Set exercise.
Copy the listing below from the line that has "of the pebble" through the end, substituting "widest" for every "thickest" and changing nothing else. Leave the pictures out of your copy.

(Entries from a dataset)
**********

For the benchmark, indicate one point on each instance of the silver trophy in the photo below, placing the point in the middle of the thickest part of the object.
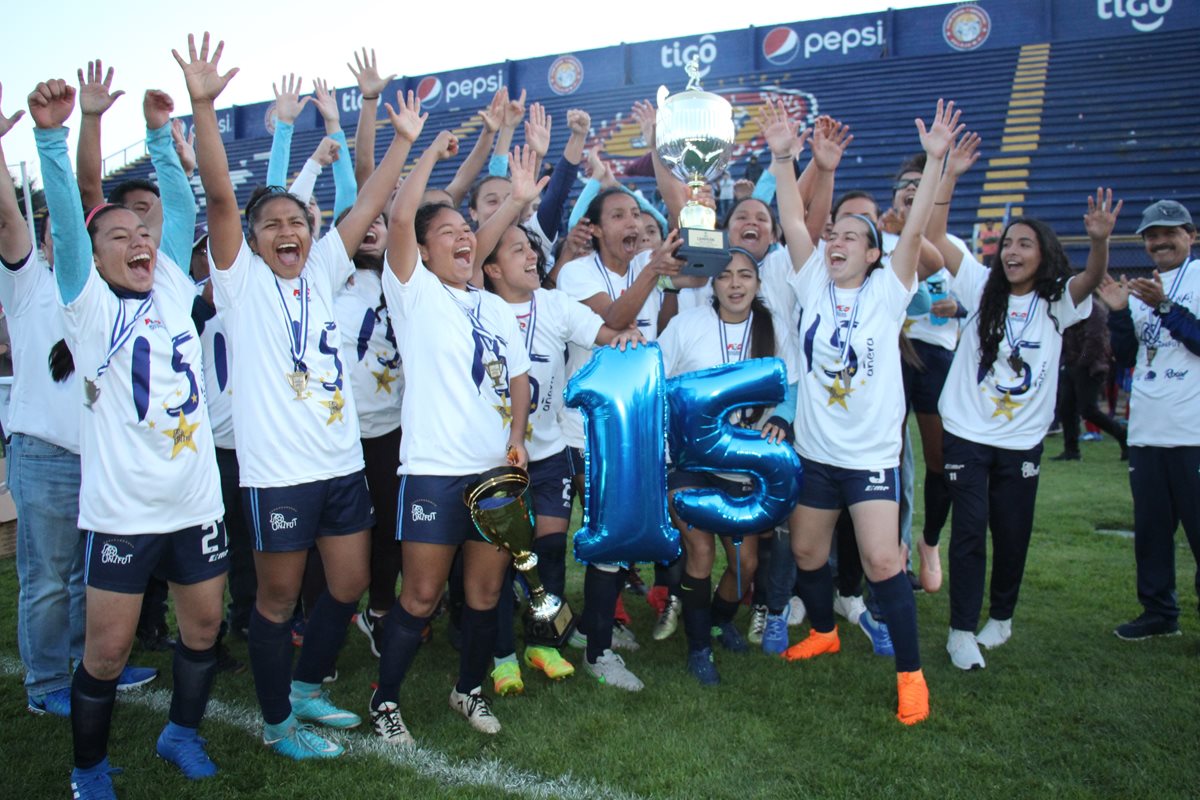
(694, 137)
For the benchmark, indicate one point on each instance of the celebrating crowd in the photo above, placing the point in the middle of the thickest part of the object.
(257, 404)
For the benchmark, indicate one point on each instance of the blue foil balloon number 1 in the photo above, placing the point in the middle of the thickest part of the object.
(622, 396)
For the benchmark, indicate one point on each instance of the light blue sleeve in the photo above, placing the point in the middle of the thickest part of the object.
(72, 247)
(765, 190)
(177, 197)
(346, 187)
(281, 152)
(582, 202)
(498, 166)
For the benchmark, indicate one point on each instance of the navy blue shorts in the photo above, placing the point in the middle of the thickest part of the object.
(288, 518)
(125, 564)
(550, 482)
(431, 510)
(837, 487)
(922, 389)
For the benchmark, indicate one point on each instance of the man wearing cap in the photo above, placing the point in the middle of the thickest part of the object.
(1156, 332)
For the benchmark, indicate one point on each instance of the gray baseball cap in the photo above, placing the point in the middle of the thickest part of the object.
(1167, 214)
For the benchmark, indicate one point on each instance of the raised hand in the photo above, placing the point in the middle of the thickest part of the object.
(156, 106)
(51, 103)
(185, 148)
(95, 92)
(778, 130)
(523, 166)
(204, 82)
(407, 120)
(325, 100)
(538, 130)
(371, 85)
(7, 122)
(964, 154)
(1102, 215)
(288, 102)
(937, 139)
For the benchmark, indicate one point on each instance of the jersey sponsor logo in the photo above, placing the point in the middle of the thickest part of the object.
(565, 74)
(780, 46)
(966, 26)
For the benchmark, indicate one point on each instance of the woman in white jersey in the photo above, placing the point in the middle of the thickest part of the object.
(150, 497)
(549, 320)
(465, 411)
(1000, 397)
(736, 325)
(294, 414)
(851, 403)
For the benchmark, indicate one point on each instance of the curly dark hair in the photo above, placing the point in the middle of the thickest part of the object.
(1049, 283)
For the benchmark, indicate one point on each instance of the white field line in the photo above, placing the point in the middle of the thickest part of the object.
(425, 762)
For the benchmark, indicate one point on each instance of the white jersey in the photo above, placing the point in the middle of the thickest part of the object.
(148, 459)
(547, 324)
(1012, 405)
(460, 350)
(1165, 388)
(39, 407)
(291, 429)
(850, 398)
(219, 380)
(582, 280)
(369, 343)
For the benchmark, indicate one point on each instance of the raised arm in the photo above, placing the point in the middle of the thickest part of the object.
(963, 155)
(780, 133)
(407, 121)
(936, 142)
(473, 164)
(1099, 221)
(15, 242)
(204, 85)
(401, 234)
(95, 98)
(371, 85)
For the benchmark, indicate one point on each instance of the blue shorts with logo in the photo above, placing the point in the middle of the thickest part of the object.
(125, 564)
(431, 510)
(837, 487)
(288, 518)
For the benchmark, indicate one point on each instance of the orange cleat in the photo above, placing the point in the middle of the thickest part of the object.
(913, 697)
(817, 644)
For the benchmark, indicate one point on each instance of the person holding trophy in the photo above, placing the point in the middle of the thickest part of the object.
(465, 411)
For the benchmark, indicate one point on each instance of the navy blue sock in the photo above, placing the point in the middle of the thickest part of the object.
(551, 552)
(270, 660)
(193, 672)
(697, 611)
(478, 642)
(323, 638)
(815, 588)
(505, 638)
(600, 593)
(401, 641)
(91, 716)
(900, 612)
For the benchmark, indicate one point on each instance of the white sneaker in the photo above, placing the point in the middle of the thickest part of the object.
(475, 708)
(850, 607)
(995, 632)
(964, 650)
(389, 725)
(796, 612)
(610, 669)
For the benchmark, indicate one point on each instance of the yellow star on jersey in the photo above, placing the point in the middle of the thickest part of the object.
(838, 394)
(1005, 405)
(181, 437)
(335, 407)
(383, 380)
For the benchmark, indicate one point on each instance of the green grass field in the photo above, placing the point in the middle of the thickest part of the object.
(1062, 710)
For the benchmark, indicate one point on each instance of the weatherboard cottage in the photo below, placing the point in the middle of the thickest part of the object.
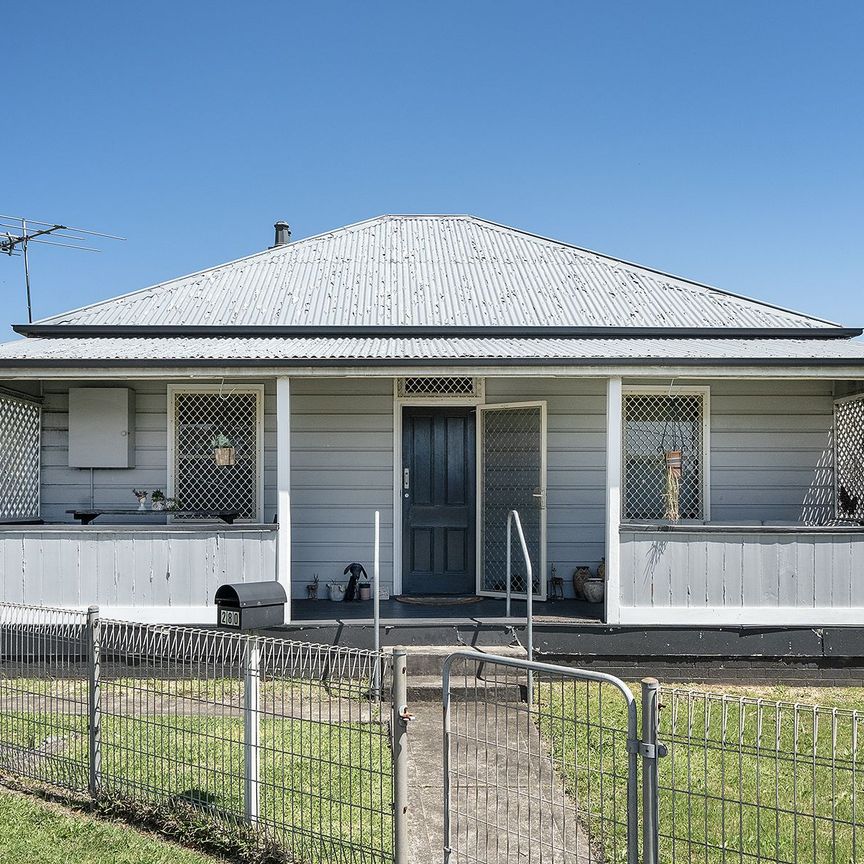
(442, 370)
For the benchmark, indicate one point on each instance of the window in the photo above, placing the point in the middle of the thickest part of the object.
(445, 386)
(215, 448)
(849, 458)
(20, 426)
(665, 454)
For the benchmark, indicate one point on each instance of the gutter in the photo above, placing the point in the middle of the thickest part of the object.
(53, 331)
(425, 362)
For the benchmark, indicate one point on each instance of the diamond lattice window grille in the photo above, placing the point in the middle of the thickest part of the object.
(431, 386)
(849, 458)
(655, 423)
(201, 420)
(20, 428)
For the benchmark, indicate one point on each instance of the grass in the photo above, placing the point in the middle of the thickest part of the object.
(743, 779)
(33, 830)
(324, 789)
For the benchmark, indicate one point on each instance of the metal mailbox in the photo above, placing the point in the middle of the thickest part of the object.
(250, 605)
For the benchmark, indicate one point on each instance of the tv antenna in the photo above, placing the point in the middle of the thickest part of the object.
(27, 231)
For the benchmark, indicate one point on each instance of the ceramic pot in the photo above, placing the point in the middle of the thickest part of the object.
(580, 574)
(593, 590)
(223, 455)
(674, 461)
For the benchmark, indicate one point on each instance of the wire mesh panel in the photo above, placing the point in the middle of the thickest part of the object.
(752, 780)
(217, 451)
(44, 695)
(512, 469)
(849, 458)
(440, 385)
(307, 760)
(549, 781)
(663, 456)
(20, 430)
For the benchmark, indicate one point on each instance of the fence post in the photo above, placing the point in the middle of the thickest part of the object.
(399, 725)
(94, 702)
(251, 727)
(649, 750)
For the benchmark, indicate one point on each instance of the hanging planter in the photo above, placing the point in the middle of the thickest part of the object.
(223, 450)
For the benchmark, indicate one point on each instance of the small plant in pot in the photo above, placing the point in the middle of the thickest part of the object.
(223, 449)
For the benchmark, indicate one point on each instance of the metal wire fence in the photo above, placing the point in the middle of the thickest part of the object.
(549, 780)
(291, 738)
(751, 780)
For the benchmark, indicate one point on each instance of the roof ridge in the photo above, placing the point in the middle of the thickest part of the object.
(158, 289)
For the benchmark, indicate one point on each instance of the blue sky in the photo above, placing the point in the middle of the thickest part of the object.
(721, 142)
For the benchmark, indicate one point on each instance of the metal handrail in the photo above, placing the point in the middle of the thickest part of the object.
(512, 516)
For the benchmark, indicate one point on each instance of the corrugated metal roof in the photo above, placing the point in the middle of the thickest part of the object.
(432, 271)
(187, 350)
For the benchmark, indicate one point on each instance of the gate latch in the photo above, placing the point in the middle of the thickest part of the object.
(649, 751)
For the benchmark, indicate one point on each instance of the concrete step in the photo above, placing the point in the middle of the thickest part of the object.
(428, 660)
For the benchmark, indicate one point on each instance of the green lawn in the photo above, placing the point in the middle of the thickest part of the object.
(325, 790)
(33, 831)
(741, 779)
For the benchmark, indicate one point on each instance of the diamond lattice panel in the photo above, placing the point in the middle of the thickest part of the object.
(653, 425)
(849, 458)
(511, 480)
(20, 424)
(442, 385)
(203, 420)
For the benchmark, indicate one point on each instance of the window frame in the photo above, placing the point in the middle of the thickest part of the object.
(704, 391)
(227, 389)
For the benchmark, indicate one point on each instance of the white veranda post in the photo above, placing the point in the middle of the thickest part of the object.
(614, 448)
(283, 484)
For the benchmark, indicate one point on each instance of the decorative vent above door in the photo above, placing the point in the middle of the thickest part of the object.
(440, 386)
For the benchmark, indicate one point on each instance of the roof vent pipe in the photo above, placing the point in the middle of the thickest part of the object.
(283, 234)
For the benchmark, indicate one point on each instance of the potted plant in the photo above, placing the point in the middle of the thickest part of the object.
(223, 449)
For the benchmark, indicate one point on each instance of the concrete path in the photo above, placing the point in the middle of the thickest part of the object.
(511, 804)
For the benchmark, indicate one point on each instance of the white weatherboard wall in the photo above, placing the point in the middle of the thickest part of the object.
(341, 473)
(65, 488)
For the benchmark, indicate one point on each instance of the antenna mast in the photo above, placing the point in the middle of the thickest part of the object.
(27, 234)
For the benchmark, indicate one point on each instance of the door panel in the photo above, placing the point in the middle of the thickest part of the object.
(512, 477)
(438, 505)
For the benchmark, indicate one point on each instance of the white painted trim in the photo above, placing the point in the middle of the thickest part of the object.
(481, 409)
(614, 468)
(687, 390)
(197, 615)
(398, 403)
(244, 387)
(762, 616)
(106, 372)
(283, 487)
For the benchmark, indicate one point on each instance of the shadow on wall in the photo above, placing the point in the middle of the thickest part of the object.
(818, 505)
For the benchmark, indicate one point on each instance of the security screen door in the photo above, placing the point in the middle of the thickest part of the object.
(511, 476)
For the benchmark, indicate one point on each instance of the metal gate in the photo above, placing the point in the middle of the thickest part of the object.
(553, 780)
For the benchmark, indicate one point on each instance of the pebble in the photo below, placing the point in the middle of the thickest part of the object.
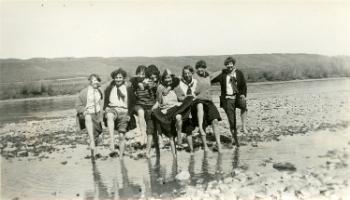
(284, 166)
(183, 175)
(22, 154)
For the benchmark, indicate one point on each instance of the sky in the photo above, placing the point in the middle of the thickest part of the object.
(52, 28)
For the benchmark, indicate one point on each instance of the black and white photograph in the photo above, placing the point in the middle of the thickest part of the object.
(174, 99)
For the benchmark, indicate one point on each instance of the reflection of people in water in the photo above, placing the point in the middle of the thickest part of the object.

**********

Exercise result.
For the benchmark, indicate one point on each instance of the pebble in the photo below, placing the point in the middle of the widest part of the object.
(284, 166)
(183, 175)
(22, 154)
For the benchmark, indicate one point on each instance of the sky in the photo above, placing the point in the middle of the widest part of the object.
(52, 28)
For the benchmark, indicate one point on each instance of the black and white photograph in the photo above, placing the point in the middle of the widest part of the object.
(174, 99)
For the benchmark, indicate one point on each instance of the reflection of people in water in the photo above, placing the point in the middle of the widest part of the object.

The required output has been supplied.